### WORK TO COMPLETE
Copy out every line from the beginning of the material through the line containing "[258,190,344,388]", adding 135 to each bounding-box coordinate along the way.
★ ★ ★ ★ ★ ★ ★
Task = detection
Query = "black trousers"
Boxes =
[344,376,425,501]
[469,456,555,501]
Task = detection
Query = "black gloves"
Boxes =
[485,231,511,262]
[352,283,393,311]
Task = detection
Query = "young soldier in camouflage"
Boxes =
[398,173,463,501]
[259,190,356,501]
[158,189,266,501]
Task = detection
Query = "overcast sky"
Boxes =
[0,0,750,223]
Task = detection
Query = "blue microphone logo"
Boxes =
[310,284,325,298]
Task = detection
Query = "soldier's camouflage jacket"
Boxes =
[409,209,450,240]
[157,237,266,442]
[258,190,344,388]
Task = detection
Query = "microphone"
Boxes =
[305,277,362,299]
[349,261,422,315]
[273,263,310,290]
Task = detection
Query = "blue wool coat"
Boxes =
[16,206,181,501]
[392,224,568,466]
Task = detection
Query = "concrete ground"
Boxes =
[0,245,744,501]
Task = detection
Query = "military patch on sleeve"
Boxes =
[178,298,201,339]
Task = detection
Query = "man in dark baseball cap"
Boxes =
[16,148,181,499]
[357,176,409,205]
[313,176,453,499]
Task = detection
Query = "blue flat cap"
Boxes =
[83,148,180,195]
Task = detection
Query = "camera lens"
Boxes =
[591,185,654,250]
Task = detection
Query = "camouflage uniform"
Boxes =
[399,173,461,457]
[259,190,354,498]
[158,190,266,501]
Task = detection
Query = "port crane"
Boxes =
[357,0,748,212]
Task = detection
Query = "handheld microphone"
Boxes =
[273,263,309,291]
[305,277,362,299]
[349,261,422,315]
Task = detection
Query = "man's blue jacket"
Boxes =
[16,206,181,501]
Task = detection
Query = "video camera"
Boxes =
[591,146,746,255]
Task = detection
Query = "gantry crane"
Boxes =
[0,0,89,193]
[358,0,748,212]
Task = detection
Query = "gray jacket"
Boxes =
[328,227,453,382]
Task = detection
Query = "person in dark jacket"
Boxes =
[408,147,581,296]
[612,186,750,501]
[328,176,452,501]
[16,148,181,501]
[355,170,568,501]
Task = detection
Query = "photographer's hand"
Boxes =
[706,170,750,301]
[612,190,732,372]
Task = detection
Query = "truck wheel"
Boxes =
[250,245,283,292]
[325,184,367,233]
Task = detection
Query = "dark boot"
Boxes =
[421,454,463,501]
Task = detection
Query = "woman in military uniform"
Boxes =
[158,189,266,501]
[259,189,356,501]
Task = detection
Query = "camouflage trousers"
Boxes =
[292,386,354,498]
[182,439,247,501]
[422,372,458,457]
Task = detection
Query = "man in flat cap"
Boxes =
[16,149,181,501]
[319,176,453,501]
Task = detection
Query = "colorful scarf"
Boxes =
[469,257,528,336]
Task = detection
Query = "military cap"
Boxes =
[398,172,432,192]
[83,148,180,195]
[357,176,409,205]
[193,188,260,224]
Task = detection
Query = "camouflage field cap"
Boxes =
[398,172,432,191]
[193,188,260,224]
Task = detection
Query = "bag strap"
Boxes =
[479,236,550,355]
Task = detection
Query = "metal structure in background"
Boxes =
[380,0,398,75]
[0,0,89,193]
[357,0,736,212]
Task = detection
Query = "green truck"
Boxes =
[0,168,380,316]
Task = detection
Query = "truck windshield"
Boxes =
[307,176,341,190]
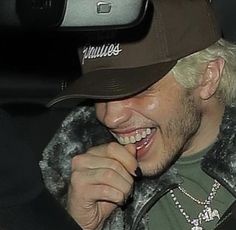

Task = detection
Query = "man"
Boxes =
[44,0,236,230]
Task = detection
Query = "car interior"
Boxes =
[0,0,236,227]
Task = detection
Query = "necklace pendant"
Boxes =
[191,219,203,230]
[198,207,220,222]
[191,226,203,230]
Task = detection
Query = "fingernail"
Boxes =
[134,166,143,177]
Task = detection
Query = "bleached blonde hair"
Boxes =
[171,39,236,105]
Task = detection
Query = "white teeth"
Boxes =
[114,128,152,145]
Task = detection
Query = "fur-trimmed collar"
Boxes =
[40,107,236,229]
★ ★ ★ ★ ★ ★ ★
### CORRECT RESPONSE
Task = detection
Query = "black trousers"
Boxes =
[479,511,560,636]
[604,591,690,636]
Task = detection
Query = "black gloves"
Boxes =
[620,366,646,397]
[487,418,528,446]
Task = detection
Query = "young soldier in camouflage"
Boxes =
[533,308,598,636]
[394,325,491,636]
[293,324,401,636]
Task = detection
Query = "overcast sky"
Boxes =
[135,135,885,358]
Task = detection
Query = "blue microphone logo"
Boxes =
[445,419,460,433]
Task = detection
Query = "soldier's camouflage jacket"
Boxes =
[544,344,585,375]
[292,372,401,577]
[393,325,479,523]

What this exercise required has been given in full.